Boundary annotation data
■ ■ ■ ■ ■ ■ ■

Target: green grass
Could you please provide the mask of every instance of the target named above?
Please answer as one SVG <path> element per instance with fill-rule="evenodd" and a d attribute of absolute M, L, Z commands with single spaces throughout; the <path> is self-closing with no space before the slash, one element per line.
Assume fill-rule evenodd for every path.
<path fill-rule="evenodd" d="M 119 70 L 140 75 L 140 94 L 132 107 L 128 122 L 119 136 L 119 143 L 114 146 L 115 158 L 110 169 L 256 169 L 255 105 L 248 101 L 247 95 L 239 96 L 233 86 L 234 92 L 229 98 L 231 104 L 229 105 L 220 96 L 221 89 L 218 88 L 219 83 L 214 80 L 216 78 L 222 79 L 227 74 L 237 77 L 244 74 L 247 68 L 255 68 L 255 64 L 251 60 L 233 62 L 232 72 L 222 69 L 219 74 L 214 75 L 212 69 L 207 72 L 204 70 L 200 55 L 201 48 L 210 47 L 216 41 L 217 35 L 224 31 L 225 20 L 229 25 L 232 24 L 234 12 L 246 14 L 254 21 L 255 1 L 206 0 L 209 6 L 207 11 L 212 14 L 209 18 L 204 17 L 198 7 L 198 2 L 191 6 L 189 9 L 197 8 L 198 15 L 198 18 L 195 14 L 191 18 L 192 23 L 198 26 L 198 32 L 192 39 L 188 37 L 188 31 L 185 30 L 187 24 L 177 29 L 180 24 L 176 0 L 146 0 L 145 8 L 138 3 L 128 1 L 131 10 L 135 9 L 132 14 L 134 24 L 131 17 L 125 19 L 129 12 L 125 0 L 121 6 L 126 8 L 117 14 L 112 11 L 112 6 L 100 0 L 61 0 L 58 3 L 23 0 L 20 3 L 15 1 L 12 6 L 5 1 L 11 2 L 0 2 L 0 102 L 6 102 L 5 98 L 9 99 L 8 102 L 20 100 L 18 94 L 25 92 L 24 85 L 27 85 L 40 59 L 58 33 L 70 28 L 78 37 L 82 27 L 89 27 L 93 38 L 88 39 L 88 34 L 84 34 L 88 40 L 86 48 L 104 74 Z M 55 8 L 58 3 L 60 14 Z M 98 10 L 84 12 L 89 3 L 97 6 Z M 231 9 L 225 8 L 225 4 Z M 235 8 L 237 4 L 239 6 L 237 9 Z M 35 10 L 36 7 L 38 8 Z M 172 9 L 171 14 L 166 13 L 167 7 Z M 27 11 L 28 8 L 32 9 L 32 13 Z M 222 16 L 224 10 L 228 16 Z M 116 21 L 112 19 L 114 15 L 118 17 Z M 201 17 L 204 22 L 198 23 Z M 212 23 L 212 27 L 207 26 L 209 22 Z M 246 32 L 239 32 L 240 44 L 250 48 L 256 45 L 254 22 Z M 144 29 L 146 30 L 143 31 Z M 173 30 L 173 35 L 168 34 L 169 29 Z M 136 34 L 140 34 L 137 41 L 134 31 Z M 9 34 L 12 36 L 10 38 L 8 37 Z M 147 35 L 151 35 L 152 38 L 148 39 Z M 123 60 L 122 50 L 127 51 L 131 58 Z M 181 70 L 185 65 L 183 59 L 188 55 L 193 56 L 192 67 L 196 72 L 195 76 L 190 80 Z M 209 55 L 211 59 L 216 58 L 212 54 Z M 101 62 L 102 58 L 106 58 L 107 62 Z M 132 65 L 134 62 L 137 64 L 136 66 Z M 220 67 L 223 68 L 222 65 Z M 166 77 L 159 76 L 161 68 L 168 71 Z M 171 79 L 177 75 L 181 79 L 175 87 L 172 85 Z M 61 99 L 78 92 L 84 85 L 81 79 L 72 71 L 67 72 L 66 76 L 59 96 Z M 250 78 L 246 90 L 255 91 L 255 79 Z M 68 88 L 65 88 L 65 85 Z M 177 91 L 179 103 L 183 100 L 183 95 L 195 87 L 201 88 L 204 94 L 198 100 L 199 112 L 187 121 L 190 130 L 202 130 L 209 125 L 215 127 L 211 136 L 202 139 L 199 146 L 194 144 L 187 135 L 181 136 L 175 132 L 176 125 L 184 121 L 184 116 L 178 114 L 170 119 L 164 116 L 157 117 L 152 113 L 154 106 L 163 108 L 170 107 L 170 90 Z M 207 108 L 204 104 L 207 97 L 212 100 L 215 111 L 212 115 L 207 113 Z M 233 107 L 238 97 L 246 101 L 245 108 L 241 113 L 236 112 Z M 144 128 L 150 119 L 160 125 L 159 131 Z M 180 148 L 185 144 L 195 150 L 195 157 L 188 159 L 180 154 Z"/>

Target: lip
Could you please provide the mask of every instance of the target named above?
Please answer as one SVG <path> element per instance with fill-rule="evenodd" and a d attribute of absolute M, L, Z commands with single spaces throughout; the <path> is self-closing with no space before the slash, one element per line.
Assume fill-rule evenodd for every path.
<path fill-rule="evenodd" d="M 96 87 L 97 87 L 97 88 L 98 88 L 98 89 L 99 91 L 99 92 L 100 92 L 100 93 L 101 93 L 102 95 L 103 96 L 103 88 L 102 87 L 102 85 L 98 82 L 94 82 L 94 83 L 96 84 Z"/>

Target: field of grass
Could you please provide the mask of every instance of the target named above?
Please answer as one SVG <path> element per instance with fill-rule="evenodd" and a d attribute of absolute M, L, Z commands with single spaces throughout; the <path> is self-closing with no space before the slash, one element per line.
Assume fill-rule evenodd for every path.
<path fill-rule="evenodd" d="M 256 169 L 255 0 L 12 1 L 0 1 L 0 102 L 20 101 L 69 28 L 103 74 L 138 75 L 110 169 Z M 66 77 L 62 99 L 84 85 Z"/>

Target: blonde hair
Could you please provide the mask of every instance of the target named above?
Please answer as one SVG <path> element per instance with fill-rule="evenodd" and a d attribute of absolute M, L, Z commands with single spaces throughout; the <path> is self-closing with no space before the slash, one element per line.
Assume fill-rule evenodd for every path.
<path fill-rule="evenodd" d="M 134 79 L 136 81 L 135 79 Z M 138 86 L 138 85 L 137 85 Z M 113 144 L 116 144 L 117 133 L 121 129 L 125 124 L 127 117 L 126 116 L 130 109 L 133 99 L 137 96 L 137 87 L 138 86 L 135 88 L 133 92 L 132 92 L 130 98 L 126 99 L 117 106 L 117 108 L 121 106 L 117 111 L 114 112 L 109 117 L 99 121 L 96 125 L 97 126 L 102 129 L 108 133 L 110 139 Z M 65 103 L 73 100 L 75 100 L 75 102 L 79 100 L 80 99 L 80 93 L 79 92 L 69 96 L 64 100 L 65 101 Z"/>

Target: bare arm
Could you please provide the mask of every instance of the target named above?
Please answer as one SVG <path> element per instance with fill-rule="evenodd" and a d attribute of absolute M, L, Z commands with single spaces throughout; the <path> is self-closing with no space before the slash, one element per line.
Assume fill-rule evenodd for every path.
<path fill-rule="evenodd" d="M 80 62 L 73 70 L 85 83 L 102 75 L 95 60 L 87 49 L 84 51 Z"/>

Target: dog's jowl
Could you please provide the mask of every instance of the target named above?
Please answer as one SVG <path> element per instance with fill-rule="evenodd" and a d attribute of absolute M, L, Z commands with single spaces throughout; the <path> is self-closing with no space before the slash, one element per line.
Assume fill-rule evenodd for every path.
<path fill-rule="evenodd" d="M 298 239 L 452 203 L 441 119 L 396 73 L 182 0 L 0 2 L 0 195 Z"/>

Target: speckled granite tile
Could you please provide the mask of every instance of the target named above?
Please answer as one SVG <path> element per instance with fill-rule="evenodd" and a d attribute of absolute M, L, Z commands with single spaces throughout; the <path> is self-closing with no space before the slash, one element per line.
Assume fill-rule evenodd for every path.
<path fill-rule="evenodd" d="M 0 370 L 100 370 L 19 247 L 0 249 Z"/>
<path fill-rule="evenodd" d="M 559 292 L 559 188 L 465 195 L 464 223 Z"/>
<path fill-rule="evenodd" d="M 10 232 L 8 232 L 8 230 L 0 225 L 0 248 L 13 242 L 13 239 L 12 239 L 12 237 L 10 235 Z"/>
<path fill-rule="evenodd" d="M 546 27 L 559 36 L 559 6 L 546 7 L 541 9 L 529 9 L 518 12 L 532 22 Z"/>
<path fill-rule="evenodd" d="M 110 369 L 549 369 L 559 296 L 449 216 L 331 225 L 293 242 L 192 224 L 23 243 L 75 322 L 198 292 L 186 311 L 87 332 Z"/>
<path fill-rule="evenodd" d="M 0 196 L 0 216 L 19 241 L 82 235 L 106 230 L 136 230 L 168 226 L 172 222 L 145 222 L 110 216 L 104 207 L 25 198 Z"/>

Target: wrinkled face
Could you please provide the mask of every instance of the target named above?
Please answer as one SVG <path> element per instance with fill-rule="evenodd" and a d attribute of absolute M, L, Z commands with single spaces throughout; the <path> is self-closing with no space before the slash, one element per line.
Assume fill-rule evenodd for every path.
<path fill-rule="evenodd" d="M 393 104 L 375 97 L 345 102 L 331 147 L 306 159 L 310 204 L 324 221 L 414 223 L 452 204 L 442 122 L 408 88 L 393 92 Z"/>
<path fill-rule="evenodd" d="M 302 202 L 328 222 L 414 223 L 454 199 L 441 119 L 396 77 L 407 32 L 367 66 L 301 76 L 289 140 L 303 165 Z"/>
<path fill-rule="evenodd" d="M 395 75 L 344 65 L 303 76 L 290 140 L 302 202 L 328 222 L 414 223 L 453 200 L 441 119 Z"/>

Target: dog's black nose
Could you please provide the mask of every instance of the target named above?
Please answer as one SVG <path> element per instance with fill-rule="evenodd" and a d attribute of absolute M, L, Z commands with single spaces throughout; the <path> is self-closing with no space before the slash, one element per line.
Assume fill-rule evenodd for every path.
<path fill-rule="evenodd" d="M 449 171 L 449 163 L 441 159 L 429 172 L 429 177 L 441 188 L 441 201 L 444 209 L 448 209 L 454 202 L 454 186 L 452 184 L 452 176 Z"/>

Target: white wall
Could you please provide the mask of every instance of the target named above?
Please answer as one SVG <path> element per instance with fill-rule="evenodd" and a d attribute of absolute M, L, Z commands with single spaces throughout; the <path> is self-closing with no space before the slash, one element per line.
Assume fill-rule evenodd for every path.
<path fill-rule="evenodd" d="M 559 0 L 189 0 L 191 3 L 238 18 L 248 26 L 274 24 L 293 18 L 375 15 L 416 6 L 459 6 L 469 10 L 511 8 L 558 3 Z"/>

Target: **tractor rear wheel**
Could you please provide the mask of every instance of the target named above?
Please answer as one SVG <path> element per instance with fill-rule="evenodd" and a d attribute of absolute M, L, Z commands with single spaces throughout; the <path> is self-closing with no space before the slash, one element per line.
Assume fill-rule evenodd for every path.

■ ■ ■ ■ ■ ■ ■

# [Brief]
Reproduce the data verbatim, beginning at the line that contains "Target: speckled granite tile" and stopping after the line that contains "196 L 0 216".

# [Correct response]
Target: speckled granite tile
Could you please provide the mask of every instance of the target named above?
Please answer as one SVG <path> element per instance with fill-rule="evenodd" and a d attribute of absolute M, L, Z commands with single spaces throughout; the <path> is self-closing with no space before the slash, one element per line.
Assume fill-rule evenodd for every path.
<path fill-rule="evenodd" d="M 0 370 L 100 370 L 19 247 L 0 249 Z"/>
<path fill-rule="evenodd" d="M 559 292 L 559 188 L 465 195 L 464 223 Z"/>
<path fill-rule="evenodd" d="M 10 232 L 8 232 L 8 230 L 0 225 L 0 248 L 13 242 L 13 239 L 12 239 L 12 237 L 10 235 Z"/>
<path fill-rule="evenodd" d="M 546 27 L 559 36 L 559 6 L 546 7 L 541 9 L 529 9 L 518 12 L 532 22 Z"/>
<path fill-rule="evenodd" d="M 110 369 L 549 369 L 559 296 L 449 216 L 331 225 L 293 242 L 192 224 L 23 243 L 75 322 L 198 292 L 186 311 L 87 332 Z"/>
<path fill-rule="evenodd" d="M 0 196 L 0 216 L 19 241 L 82 235 L 106 230 L 136 230 L 168 226 L 172 222 L 145 222 L 110 216 L 104 207 L 25 198 Z"/>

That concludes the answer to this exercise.